Page excerpt —
-*-
Author unravels mystery of plot that toppled China's last emperor
It has taken more than 100 years to come to light, but the web of intrigue
and corruption that toppled China's last emperor has finally been pieced
together by a Chinese historian.Puyi was China's last emperor
By Malcolm Moore, Beijing

Plucked from his home as a toddler and declared a living god, Puyi was
taken wailing and screaming to the Forbidden City to continue more than
2,000 years of imperial rule, aged just two years and 10 months.

But just a few years later in 1912, as China boiled with revolution, his
own adoptive mother, the Empress Dowager Longyu, signed abdication papers
forcing him from the Dragon Throne.

Ever since, students of the end of the imperial dynasty have puzzled over
why she appeared so willing to do so. Now Jia Yinghua, a 60-year-old
historian and former government official, has discovered the answer: she
was bribed with 20,000 taels, or 1700lb, of silver, and warned she might
end up being beheaded if she refused.

"What happened is so sensitive it has taken more than 100 years before it
can be revealed," said Mr Jia, who assembled his latest work, The
Extraordinary Life of the Last Emperor, from the secret archives at
Zhongnanhai, the Chinese leadership compound, and from interviews with
relations of the imperial courtiers.

Puyi, whose life was featured in the film The Last Emperor by Bernardo
Bertolucci, is still a figure of public fascination in China. "He was
unique," said Mr Jia. "He lived through three dynasties. The entire tumult
of China's last century can be summed up in him. He went from emperor to
gardener, and in his last years he hung a picture of himself with Chairman
Mao on his bedstead."

Indeed the key moments of Puyi's life strike a familiar chord even today,
making some of the details of his biography still too sensitive to be
published in China.

"The time of his abdication was a time of corrupting and buying government
officials," said Mr Jia.
-*-
(Records from a data source)
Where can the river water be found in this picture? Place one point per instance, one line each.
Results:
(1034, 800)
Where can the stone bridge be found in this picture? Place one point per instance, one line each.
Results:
-*-
Required actions —
1. List every person named in the article about the plot that toppled China's last emperor.
2. According to the article on China's last emperor, what bribe did the Empress Dowager Longyu receive?
3. Carry on the article about the plot that toppled China's last emperor from its last sentence.

Answers provided —
1. Puyi, Malcolm Moore, Empress Dowager Longyu, Jia Yinghua, Bernardo Bertolucci, Chairman Mao

2. She was bribed with 20,000 taels, or 1700lb, of silver.

3.
The imperial court in the last days of the Qing dynasty was a shadow of
its former self. Foreign countries, particularly Britain, had humbled the
Qing in battle, carved out rich territories and extracted huge payments.

Starved of income, the Qing court had even pawned the lavish silk robes of
Puyi's predecessor, the Guangxu emperor, said Mr Jia.

Outside the Forbidden City, uprisings were sweeping the land as citizens
called for a republic.

In order to stabilise the situation, the court appointed Yuan Shikai, a
general with influence over a powerful northern army, to be prime minister.

But according to Mr Jia, Mr Yuan was determined to remove the last emperor
from power, by turns cajoling, threatening and then bribing key figures at
court.

Not only did he bribe Puyi's adoptive mother, but he also corrupted her
closest eunuch, Xiao Dezheng, and Prince Yikuang, one of the most powerful
men at court, said Mr Jia.
"In 1911, The Times reported that Prince Yikuang had two million silver
dollars in his Hong Kong and Shanghai Bank account," said Mr Jia. "That
was the result of bribes to remove the monarch."

The eunuch, meanwhile, received a similar sum, equivalent to more than £1
billion in today's money. He used it to build a house in Tianjin stuffed
with treasures looted from the palace.

In return, the eunuch told the Dowager Empress that she would be rich if
she signed the abdication papers. "And if she refused, she would end up
like Louis XVI during the French Revolution: beheaded," said Mr Jia.

Mr Yuan did not stop there. He put pressure on the court by masterminding
a series of threatening letters.

"He had a good relationship with the Russian embassy and he asked them to
write a letter saying if you do not sign the papers, the Western powers
would force it through anyway," said Mr Jia, citing the archives at
Zhongnanhai.

Mr Yuan also secretly authored a telegram from 44 army commanders calling
for the empire to dissolve, according to the notes of his aide, Zeng Yujun.
After abdicating, Puyi was forced to leave the Forbidden City and briefly
became a puppet ruler for the Japanese in a corner of North East China
that they had conquered.

After the Communist Party came to power, Puyi was treated cordially by
Chairman Mao and was eventually allowed to live out his days in Beijing,
for a while working in the Botanical Gardens. He died in 1967, from
complications of kidney cancer and heart disease.